_What you should do_: Search the material for "fence" and show all lines that contain it.

_Input_:
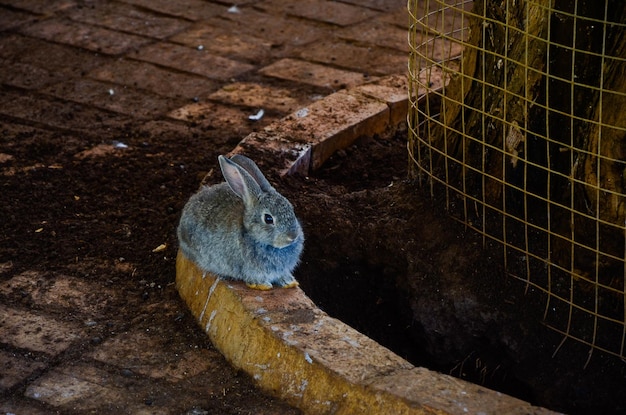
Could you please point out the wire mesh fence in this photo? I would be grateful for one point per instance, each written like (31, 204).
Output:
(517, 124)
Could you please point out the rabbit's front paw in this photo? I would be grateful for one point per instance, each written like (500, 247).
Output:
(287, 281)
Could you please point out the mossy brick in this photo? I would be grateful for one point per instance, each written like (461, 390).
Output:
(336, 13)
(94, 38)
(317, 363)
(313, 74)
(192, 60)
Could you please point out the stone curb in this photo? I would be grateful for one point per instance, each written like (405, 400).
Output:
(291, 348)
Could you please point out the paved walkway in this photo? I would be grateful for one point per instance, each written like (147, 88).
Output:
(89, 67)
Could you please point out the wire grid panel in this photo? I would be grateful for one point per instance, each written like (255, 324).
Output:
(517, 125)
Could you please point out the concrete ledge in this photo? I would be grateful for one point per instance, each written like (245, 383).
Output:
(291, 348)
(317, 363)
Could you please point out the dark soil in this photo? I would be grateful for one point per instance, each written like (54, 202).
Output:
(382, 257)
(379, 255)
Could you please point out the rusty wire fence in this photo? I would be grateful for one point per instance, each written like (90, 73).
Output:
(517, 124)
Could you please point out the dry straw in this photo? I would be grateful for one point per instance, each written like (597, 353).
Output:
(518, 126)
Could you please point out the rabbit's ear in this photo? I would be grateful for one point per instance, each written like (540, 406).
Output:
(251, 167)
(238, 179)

==

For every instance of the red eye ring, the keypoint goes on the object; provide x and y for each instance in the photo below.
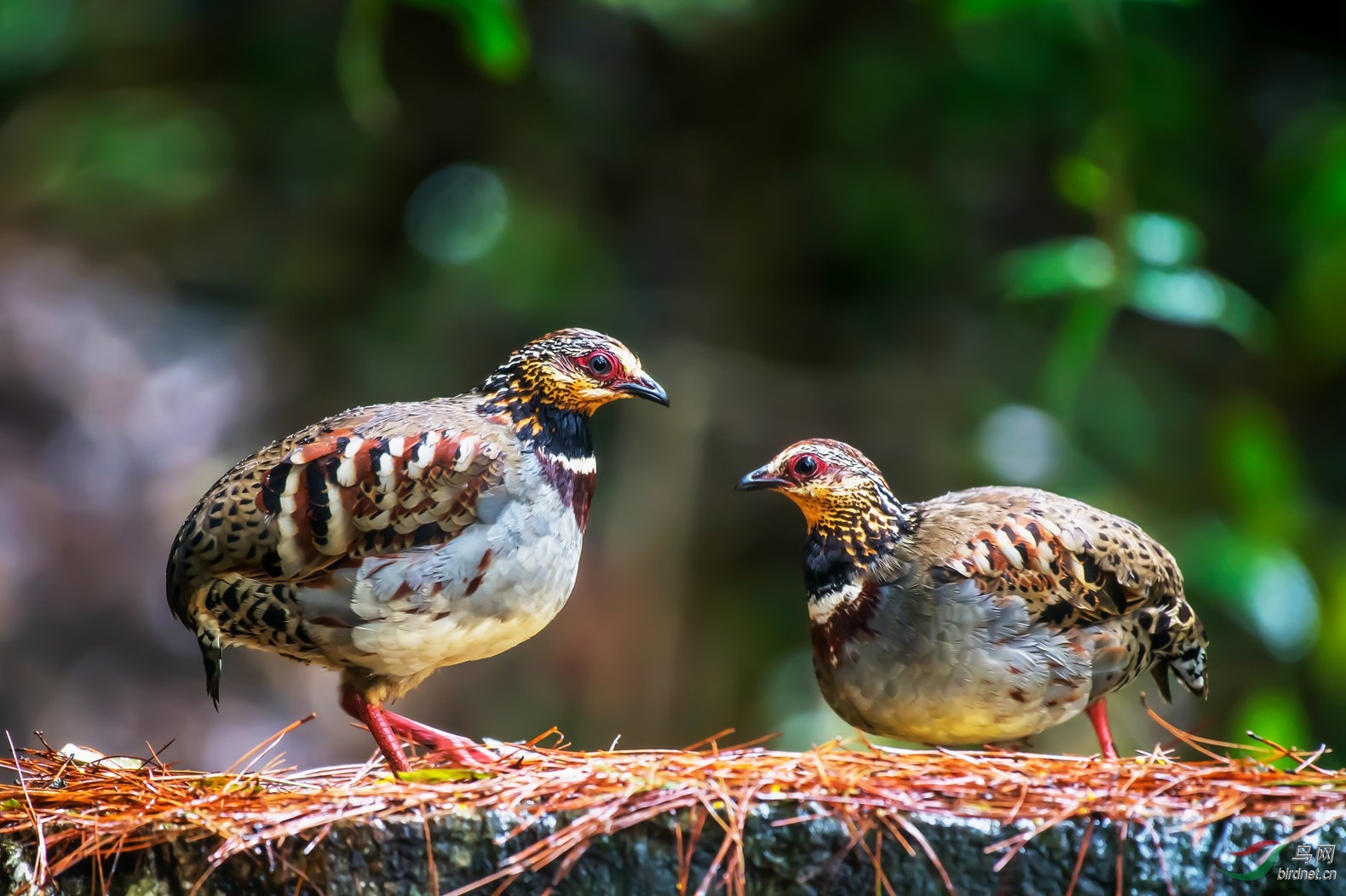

_Answer area_:
Could you please point out the wire mesh fence in this photo? I would be grateful for one point per instance, each written like (31, 204).
Could you please point out the rusty wire fence in this photo? I would be grateful for one point per instance, each written like (90, 73).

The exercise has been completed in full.